__YOUR GOAL__:
In the records below, find the line holding "mask job: shadowed wing underside"; copy it and every line after it to the end, omitting all images.

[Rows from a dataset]

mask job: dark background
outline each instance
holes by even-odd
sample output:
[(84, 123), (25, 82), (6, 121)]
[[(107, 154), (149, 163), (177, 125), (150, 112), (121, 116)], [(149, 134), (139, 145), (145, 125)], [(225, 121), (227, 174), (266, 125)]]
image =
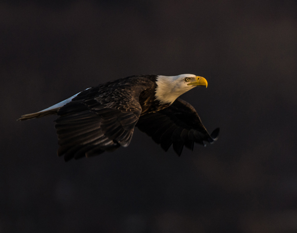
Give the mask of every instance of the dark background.
[[(0, 233), (297, 232), (297, 2), (0, 1)], [(182, 98), (217, 141), (178, 157), (136, 130), (67, 163), (55, 116), (136, 74), (204, 77)]]

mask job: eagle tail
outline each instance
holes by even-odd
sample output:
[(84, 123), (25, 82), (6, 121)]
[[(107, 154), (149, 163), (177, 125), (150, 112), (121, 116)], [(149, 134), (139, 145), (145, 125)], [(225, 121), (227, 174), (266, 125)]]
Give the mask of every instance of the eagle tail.
[(56, 114), (58, 110), (60, 109), (59, 107), (54, 108), (53, 109), (49, 110), (47, 111), (41, 111), (40, 112), (34, 112), (34, 113), (30, 113), (29, 114), (23, 115), (22, 117), (18, 119), (18, 121), (25, 121), (26, 120), (29, 120), (33, 118), (39, 118), (45, 116), (49, 116), (50, 115)]

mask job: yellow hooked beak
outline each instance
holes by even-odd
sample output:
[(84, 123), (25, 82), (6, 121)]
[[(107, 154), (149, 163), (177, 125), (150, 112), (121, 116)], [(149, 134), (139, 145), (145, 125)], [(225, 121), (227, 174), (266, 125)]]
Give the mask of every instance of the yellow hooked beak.
[(203, 77), (196, 76), (197, 81), (194, 83), (191, 83), (188, 84), (191, 86), (205, 86), (207, 87), (207, 81)]

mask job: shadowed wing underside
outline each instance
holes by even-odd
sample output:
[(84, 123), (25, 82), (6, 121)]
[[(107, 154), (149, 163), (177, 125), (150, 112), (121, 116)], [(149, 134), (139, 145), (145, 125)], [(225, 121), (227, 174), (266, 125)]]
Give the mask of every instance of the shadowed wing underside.
[(219, 132), (216, 129), (210, 135), (195, 108), (179, 98), (166, 108), (141, 116), (136, 126), (160, 144), (165, 151), (172, 144), (179, 156), (184, 145), (193, 150), (194, 142), (212, 143)]
[(67, 161), (129, 145), (142, 110), (139, 95), (151, 84), (139, 82), (135, 87), (130, 81), (86, 90), (58, 110), (58, 155)]

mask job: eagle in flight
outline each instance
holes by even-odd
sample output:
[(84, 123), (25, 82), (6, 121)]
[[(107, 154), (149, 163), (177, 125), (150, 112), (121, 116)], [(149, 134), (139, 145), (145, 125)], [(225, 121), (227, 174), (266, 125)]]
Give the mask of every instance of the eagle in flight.
[(81, 92), (19, 121), (57, 114), (58, 156), (97, 155), (129, 144), (135, 126), (166, 151), (171, 145), (180, 156), (184, 145), (205, 145), (218, 138), (219, 129), (209, 134), (195, 108), (178, 97), (198, 86), (207, 87), (204, 78), (135, 75), (108, 82)]

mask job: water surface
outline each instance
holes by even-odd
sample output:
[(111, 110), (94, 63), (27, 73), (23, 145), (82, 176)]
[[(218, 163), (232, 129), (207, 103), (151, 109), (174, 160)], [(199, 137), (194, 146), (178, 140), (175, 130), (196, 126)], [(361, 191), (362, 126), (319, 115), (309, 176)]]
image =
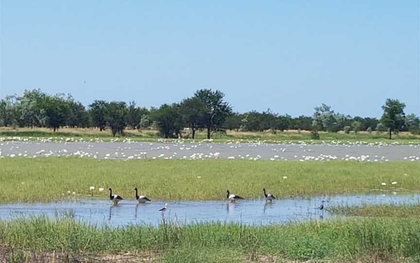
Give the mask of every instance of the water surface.
[(158, 211), (167, 202), (165, 217), (177, 220), (180, 224), (219, 221), (242, 222), (247, 225), (266, 225), (324, 220), (332, 215), (317, 207), (322, 200), (325, 207), (363, 204), (410, 204), (420, 202), (420, 195), (333, 196), (312, 199), (277, 199), (272, 203), (263, 200), (165, 202), (138, 204), (134, 200), (123, 200), (117, 206), (105, 200), (84, 200), (50, 203), (17, 203), (0, 205), (0, 220), (44, 215), (53, 218), (57, 214), (74, 213), (84, 222), (111, 227), (146, 224), (156, 226), (162, 221), (162, 213)]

__REPLY TO THE EXERCISE__:
mask job: shadowed wing underside
outline each instance
holes by even-odd
sample output:
[(84, 123), (25, 82), (6, 121)]
[[(107, 154), (149, 163), (177, 125), (150, 112), (121, 116)], [(149, 134), (139, 145), (145, 125)], [(225, 121), (227, 174), (266, 125)]]
Give the mask of every instance of the shadowed wing underside.
[(219, 132), (216, 129), (210, 135), (195, 108), (179, 98), (166, 108), (141, 116), (136, 126), (160, 144), (165, 151), (172, 144), (179, 156), (184, 145), (193, 150), (194, 142), (212, 143)]
[(67, 161), (129, 145), (142, 110), (139, 95), (151, 84), (139, 82), (135, 87), (130, 81), (86, 90), (58, 110), (58, 155)]

mask job: eagle in flight
outline each instance
holes by even-odd
sample output:
[(84, 123), (25, 82), (6, 121)]
[[(107, 154), (149, 163), (177, 125), (150, 112), (121, 116)], [(149, 134), (139, 145), (145, 125)], [(225, 121), (227, 174), (266, 125)]]
Give the mask of every instance of the eagle in flight.
[(81, 92), (19, 121), (57, 114), (58, 156), (97, 155), (129, 144), (135, 126), (166, 151), (171, 145), (180, 156), (184, 145), (205, 145), (218, 138), (219, 129), (209, 134), (195, 108), (178, 97), (198, 86), (207, 87), (204, 78), (135, 75), (108, 82)]

mask job: water surface
outline each instance
holes by even-odd
sample output:
[(111, 110), (94, 63), (27, 73), (23, 145), (82, 176)]
[[(218, 163), (232, 129), (207, 103), (151, 109), (174, 160)], [(199, 137), (194, 146), (178, 140), (175, 130), (196, 126)], [(361, 191), (362, 126), (319, 115), (309, 176)]]
image =
Give the mask of every instance of the water surface.
[(158, 211), (167, 202), (165, 217), (177, 220), (180, 224), (219, 221), (242, 222), (247, 225), (266, 225), (324, 220), (332, 215), (317, 207), (322, 200), (325, 207), (363, 204), (410, 204), (420, 202), (420, 195), (333, 196), (312, 199), (277, 199), (272, 203), (263, 200), (165, 202), (138, 204), (134, 200), (123, 200), (117, 206), (105, 200), (84, 200), (50, 203), (17, 203), (0, 205), (0, 220), (44, 215), (53, 218), (57, 214), (74, 213), (84, 222), (111, 227), (146, 224), (156, 226), (162, 221), (162, 213)]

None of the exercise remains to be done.